PROBLEM
Transcribe a section of the Rule 3-05 financial statements text below word for word, beginning at the words "The proposed amendments" and stopping after "registrant’s financial statements.".

TEXT SHOWN
+ + + + +

The proposed amendments would also replace the term “majority-owned” as used in Item 2.01 of Form 8-K with the term “subsidiaries consolidated,” as that term more accurately conveys which subsidiaries are required to be included in the registrant’s financial statements.

Omission of Rule 3-05 Financial Statements for Businesses That Have Been Included in the Registrant’s Financial Statements

Current Rule 3-05(b)(4)(iii) generally permits Rule 3-05 Financial Statements to be omitted once the operating results of the acquired business have been reflected in the audited consolidated financial statements of the registrant for a complete fiscal year. However, Rule 3-05 Financial Statements are required to be included when they have not been previously filed or when the Rule 3-05 Financial Statements have been previously filed, but the acquired business is of major significance to the registrant.

The SEC is proposing to no longer require Rule 3-05 Financial Statements in registration statements and proxy statements once the acquired business is reflected in filed post-acquisition registrant financial statements for a complete fiscal year. This change would eliminate the requirement that Rule 3-05 Financial Statements be provided when they have not been previously filed or when they have been previously filed but the acquired business is of major significance.

+ + + + +

STORED ROWS

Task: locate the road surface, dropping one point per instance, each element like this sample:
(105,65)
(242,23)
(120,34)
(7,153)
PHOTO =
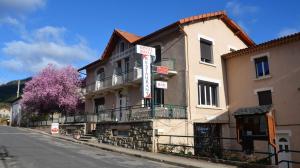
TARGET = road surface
(22,149)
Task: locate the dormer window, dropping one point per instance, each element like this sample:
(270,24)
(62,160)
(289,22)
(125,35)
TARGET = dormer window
(262,66)
(122,46)
(206,51)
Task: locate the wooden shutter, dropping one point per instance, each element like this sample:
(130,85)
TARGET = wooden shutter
(206,50)
(271,129)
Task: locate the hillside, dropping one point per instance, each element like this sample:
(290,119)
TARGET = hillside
(8,91)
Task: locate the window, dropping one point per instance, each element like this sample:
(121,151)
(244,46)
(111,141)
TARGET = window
(99,105)
(262,66)
(207,93)
(253,125)
(157,53)
(100,74)
(158,96)
(206,51)
(122,46)
(264,97)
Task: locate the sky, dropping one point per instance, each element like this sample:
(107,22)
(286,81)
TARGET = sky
(35,33)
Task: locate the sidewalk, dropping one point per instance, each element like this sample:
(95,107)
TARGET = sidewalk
(174,160)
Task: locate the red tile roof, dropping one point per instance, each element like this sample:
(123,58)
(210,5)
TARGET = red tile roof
(128,36)
(265,45)
(203,17)
(134,39)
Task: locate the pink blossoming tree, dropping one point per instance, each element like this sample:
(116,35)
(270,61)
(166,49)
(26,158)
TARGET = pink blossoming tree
(52,90)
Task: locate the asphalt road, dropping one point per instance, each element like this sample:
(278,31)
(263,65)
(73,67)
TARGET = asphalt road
(22,149)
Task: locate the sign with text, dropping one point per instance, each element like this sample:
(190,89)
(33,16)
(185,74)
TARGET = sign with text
(146,76)
(162,70)
(147,53)
(162,84)
(54,128)
(144,50)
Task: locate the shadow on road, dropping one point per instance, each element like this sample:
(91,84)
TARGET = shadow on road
(4,155)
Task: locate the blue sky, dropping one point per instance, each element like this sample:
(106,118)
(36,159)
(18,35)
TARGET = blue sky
(34,33)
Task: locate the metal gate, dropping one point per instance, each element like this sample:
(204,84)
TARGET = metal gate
(207,139)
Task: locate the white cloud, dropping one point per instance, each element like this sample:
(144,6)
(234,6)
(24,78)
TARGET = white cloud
(238,9)
(243,13)
(12,12)
(43,46)
(287,31)
(20,7)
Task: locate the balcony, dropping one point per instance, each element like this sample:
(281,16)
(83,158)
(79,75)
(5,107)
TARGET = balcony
(115,81)
(131,77)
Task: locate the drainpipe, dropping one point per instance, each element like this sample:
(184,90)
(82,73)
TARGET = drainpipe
(188,102)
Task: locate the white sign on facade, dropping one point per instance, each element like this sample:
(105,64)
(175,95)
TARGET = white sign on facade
(144,50)
(161,84)
(54,128)
(146,76)
(146,53)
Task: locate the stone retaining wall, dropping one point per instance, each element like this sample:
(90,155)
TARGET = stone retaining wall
(135,135)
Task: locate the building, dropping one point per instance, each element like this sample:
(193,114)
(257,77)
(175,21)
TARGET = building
(264,81)
(195,102)
(4,113)
(16,112)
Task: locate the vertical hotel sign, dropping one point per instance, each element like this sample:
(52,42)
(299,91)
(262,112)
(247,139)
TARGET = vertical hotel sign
(146,53)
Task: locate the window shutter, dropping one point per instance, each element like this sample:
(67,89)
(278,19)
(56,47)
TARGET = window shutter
(206,49)
(271,130)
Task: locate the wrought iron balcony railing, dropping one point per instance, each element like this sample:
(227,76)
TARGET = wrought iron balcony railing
(136,113)
(122,114)
(115,80)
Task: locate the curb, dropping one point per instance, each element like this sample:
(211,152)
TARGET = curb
(113,150)
(133,154)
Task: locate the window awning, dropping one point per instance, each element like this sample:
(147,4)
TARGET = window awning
(256,110)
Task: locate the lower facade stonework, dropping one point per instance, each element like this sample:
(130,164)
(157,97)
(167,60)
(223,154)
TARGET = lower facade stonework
(133,135)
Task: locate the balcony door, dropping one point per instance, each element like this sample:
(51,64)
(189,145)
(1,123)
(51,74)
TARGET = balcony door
(126,74)
(121,107)
(100,79)
(118,73)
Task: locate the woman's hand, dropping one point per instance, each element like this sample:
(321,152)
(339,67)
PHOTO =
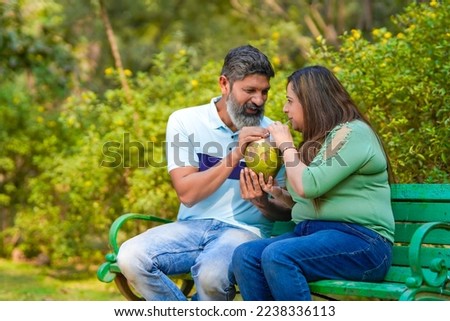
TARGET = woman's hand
(281,135)
(251,188)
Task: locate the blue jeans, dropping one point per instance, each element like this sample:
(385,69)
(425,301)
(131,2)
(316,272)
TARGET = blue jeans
(280,268)
(201,247)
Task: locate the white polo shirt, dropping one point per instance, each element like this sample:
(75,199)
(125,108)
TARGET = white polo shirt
(196,136)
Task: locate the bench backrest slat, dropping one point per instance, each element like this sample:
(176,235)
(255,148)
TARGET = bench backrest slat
(404,232)
(421,192)
(401,255)
(421,211)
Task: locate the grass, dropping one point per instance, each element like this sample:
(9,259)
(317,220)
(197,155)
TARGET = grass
(26,282)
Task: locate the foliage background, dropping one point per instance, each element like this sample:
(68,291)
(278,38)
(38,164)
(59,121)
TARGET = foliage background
(78,150)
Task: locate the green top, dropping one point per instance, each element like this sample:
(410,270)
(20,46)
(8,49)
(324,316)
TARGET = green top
(349,177)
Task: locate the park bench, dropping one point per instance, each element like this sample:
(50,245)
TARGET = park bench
(421,257)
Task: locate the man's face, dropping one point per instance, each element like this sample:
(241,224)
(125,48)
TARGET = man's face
(246,100)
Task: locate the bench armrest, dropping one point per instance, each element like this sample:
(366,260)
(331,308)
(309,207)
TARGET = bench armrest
(121,220)
(437,265)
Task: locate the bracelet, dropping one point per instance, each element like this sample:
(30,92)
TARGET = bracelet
(286,148)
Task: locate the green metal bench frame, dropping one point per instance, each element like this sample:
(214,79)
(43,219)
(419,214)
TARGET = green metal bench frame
(421,258)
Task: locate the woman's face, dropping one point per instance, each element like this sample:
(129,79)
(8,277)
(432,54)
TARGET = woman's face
(293,109)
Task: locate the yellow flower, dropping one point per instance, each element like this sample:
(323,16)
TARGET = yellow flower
(109,71)
(276,61)
(275,35)
(356,34)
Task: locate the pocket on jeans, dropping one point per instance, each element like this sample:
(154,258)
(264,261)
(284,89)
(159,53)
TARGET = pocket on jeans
(379,272)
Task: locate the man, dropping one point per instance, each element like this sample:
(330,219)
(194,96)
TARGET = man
(205,147)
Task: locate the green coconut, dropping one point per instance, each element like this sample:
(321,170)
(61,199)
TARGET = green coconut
(262,157)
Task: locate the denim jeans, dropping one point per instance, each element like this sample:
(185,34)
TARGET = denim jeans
(201,247)
(280,268)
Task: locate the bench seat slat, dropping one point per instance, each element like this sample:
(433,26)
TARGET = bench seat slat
(386,291)
(422,192)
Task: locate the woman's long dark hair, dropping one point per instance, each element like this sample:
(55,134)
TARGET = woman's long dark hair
(326,104)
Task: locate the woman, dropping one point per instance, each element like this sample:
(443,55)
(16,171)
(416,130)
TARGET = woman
(338,183)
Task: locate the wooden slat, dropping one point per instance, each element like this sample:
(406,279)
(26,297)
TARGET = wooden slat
(404,232)
(386,291)
(421,212)
(400,255)
(425,192)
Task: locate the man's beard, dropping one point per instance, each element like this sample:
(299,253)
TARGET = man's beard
(238,114)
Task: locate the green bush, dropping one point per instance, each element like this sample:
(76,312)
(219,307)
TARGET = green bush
(401,81)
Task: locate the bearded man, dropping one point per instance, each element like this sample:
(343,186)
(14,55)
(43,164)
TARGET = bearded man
(205,146)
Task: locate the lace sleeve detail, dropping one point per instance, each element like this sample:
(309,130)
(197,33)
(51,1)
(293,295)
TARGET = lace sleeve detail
(333,143)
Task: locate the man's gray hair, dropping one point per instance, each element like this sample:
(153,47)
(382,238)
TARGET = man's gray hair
(246,60)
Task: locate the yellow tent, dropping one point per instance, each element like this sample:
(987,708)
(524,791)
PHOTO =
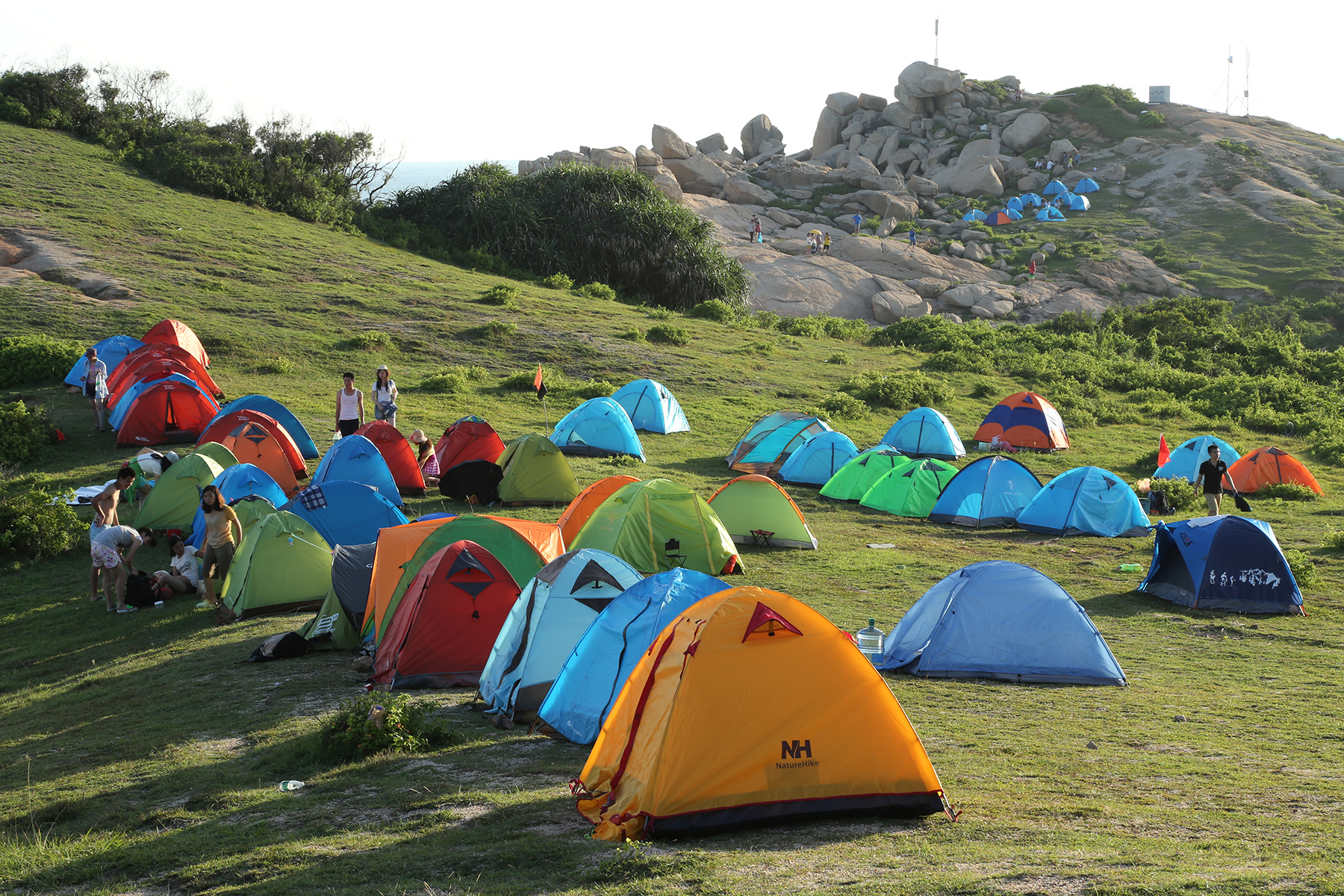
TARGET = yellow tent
(752,709)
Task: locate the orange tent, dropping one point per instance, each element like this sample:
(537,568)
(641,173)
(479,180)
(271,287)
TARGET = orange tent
(181,335)
(1024,420)
(581,508)
(1269,467)
(745,662)
(228,422)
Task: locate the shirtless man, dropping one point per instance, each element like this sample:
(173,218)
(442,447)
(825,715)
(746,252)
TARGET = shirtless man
(105,517)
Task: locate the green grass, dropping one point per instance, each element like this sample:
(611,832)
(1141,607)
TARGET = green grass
(141,754)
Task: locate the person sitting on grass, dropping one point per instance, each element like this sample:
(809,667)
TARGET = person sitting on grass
(114,551)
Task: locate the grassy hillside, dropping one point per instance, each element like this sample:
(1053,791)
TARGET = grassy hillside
(140,754)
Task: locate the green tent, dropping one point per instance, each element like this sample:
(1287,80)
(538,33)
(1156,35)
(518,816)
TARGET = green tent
(638,521)
(281,566)
(756,511)
(912,489)
(853,480)
(175,499)
(535,472)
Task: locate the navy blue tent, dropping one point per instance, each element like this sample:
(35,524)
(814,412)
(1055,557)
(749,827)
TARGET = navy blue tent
(988,492)
(346,512)
(1001,620)
(1086,500)
(925,433)
(1222,563)
(819,458)
(594,673)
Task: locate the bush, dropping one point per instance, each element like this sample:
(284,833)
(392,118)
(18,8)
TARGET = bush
(374,723)
(668,334)
(26,361)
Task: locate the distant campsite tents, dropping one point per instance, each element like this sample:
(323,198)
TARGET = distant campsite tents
(1001,620)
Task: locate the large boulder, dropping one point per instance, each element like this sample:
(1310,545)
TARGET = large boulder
(667,144)
(1027,131)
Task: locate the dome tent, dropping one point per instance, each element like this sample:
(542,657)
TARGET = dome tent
(594,673)
(1228,563)
(1001,620)
(750,503)
(819,458)
(1086,500)
(549,618)
(732,682)
(925,433)
(991,491)
(597,428)
(651,406)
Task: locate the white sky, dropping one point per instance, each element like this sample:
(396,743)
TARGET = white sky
(453,81)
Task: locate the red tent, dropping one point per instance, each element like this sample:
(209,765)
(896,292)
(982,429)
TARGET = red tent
(228,422)
(470,438)
(396,452)
(167,413)
(443,630)
(176,334)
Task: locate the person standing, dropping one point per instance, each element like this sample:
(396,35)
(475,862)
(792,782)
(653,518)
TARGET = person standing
(385,396)
(96,386)
(1211,473)
(349,408)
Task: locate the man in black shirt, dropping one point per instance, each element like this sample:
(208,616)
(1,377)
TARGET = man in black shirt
(1211,474)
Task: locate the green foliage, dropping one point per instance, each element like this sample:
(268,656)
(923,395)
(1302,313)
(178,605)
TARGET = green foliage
(374,723)
(668,334)
(27,361)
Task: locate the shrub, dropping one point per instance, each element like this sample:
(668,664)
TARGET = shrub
(668,334)
(35,359)
(374,723)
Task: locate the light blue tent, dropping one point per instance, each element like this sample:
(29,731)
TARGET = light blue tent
(1086,500)
(925,433)
(238,481)
(346,512)
(606,655)
(988,492)
(819,458)
(549,618)
(597,428)
(112,351)
(1001,620)
(1186,458)
(356,460)
(279,413)
(651,408)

+ + + + +

EXERCISE OUTPUT
The proposed amendments would also replace the term “majority-owned” as used in Item 2.01 of Form 8-K with the term “subsidiaries consolidated,” as that term more accurately conveys which subsidiaries are required to be included in the registrant’s financial statements.